Please print every record below exactly as it appears.

────────

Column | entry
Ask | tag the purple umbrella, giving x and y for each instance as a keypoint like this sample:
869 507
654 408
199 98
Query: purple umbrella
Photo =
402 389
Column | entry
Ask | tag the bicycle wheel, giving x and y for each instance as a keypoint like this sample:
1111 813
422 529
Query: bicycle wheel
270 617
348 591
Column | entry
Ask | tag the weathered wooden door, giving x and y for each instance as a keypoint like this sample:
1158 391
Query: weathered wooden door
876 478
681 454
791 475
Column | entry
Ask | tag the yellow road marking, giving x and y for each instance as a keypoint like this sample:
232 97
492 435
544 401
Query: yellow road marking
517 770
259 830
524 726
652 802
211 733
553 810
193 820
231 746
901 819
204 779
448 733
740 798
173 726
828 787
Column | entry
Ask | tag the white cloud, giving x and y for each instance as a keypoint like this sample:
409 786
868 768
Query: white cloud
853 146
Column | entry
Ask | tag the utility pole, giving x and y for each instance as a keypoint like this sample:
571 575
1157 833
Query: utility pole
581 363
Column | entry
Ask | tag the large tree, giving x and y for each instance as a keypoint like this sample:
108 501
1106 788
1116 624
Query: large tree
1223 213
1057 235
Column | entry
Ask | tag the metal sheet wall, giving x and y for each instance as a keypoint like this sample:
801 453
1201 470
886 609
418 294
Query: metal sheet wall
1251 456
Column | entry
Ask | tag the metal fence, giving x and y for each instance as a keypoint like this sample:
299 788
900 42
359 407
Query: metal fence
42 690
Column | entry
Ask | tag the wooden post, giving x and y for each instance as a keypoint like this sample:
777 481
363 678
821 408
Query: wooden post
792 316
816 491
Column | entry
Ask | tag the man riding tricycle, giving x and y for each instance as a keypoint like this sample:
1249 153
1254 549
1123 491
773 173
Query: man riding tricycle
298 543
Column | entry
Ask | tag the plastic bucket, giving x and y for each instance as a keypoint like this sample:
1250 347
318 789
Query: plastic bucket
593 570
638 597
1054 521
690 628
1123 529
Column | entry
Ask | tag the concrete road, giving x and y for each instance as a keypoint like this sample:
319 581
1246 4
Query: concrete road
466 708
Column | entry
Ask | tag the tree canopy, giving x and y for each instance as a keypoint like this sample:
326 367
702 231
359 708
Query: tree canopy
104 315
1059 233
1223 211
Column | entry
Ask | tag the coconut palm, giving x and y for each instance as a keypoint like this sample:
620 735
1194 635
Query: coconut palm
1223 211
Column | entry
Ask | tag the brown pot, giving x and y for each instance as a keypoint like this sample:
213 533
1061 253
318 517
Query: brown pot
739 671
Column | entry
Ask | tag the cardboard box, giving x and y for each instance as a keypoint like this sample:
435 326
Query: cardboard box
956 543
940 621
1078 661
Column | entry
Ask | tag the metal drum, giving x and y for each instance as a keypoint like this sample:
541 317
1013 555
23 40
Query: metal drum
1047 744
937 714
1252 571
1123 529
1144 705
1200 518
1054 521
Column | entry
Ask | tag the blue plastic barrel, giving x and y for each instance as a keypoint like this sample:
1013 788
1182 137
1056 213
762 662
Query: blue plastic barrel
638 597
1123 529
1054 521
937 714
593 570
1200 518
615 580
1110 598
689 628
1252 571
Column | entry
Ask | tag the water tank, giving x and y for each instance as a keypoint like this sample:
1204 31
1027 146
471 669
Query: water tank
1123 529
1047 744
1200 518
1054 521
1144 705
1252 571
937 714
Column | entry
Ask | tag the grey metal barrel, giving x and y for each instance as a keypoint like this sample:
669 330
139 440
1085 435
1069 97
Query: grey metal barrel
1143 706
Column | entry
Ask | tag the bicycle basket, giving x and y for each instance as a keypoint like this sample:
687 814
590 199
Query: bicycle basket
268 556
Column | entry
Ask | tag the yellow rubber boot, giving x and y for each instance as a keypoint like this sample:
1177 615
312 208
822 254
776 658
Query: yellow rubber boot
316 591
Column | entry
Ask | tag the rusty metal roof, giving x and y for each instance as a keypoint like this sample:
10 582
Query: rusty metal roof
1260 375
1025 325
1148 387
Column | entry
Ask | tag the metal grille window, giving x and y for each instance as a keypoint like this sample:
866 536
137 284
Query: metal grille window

────────

- _SOLUTION FOR THIS EXERCISE_:
Column | entry
Ask | tag the purple umbrella, giving x and y for each instance as a keypoint like this sample:
869 507
654 408
199 98
Query: purple umbrella
Photo =
402 389
Column | entry
Ask | tag the bicycle wheel, giving x and y for each instance as a keypoint like this sample:
1111 813
422 529
Query: bicycle wheel
270 617
348 591
Column | entry
Ask | tag the weathered wooden door, giving x and y for each instance as a keypoint like this sample:
1158 391
Query: weathered wooden door
876 478
681 454
791 475
Column | entry
Ask | tag the yellow road marking, giving x and y for each instance as a keypoint like this sample:
232 97
492 435
544 401
Query: yellow road marking
517 770
259 830
524 726
652 802
211 733
553 810
193 820
231 746
901 819
204 779
448 733
740 798
173 726
828 787
Column | entry
Ask | tag the white cloud, giving x and y for each instance as a keypoint like this sample:
409 786
868 768
Query: white cloud
853 146
Column | entry
Ask | tag the utility pole, giving x and y for each instance as a keypoint like this sample:
571 575
1157 833
Query: utility pole
581 363
Column | entry
Ask | tag the large tree, giving x and y for each instance as a keypoint like this sample:
108 501
1106 788
1116 624
Query: large tree
1223 213
1057 235
Column | entry
Ask | tag the metal sheet wall, giving x and y for each instance as a keypoint like this sample:
801 453
1201 470
886 609
418 294
Query: metal sheet wall
1251 456
Column | entry
Ask | tag the metal fence, giving x and y for each instance as a keypoint like this sample:
299 788
900 42
359 407
Query: metal fence
42 690
Column | entry
Ask | tag the wooden post, giving x and y for each instance as a keypoint like this sample:
777 481
363 678
821 408
Query: wooden post
792 316
816 491
Column | entry
Ask | tag the man riding tricycle, giving x and y for each instance as a keypoint like this sample:
1249 153
1254 549
1123 491
773 173
Query: man riding tricycle
298 543
Column | entry
Ask | tag the plastic bucket, giving x and y for each instance as a keypoint like this sample:
1250 347
318 789
Query: plastic bucket
593 570
638 597
1054 521
690 628
1123 529
Column | entry
Ask | tag the concrete road, giving x and y for each instance as a keypoint like this sample:
319 581
1246 4
Query: concrete road
466 708
Column | entry
Ask | tag the tree canopy, giving x and y for each instance as a keypoint like this sample:
326 367
702 231
359 708
Query: tree canopy
104 315
1059 233
1223 211
Column | entry
Ask | tag the coconut palm, giving x and y for each instance as a keypoint like this sample:
620 735
1194 635
Query: coconut palm
1223 211
Column | entry
Ask | tag the brown pot, giving x and y for each instance as a keypoint like this sample:
213 533
1061 253
318 517
Query: brown pot
739 671
Column | entry
Ask | tag the cardboard box, giving x and y for each instance as a keypoint like this sample:
435 326
Query: cardboard box
956 543
940 621
1078 661
Column | entry
Ask | tag the metal drum, giving x and y for each instance as a keypoint like this sample:
541 317
1013 555
23 40
Query: metal drum
1047 744
937 714
1252 571
1123 529
1144 705
1200 518
1054 521
Column | entry
Ask | tag the blue plastic barrel, giving x and y for each instance as a keypoint like this sample:
1013 788
1182 137
1056 213
762 662
Query: blue plastic barrel
638 597
1123 529
1054 521
937 714
593 570
1200 518
615 580
1110 598
689 628
1252 571
Column | entry
Ask | tag the water tank, giving x and y for each instance as a keypoint like this sample:
1204 31
1027 146
471 669
Query: water tank
1123 529
1047 744
1200 518
1054 521
1144 705
1252 571
937 714
Column | entry
Ask | tag the grey metal barrel, giving x and y for each instance as a keypoint like this sample:
669 330
139 440
1085 435
1069 97
Query: grey metal barrel
1143 706
Column | entry
Ask | tag the bicycle basket, giving x and y for each instance as a keypoint like this sample:
687 814
590 199
Query: bicycle basket
268 556
Column | entry
Ask | tag the yellow rubber boot, giving x and y for each instance as a keypoint like this sample:
1177 615
312 208
822 254
776 658
Query: yellow rubber boot
316 591
Column | entry
Ask | tag the rusty metal roof, giving x and y for each instance as a keypoint like this sample:
10 582
Query: rusty metal roof
1260 375
1025 325
1148 387
Column | entry
Ask | tag the metal grille window, giving x and y for each instance as a keypoint like this sample:
866 536
137 284
Query: metal grille window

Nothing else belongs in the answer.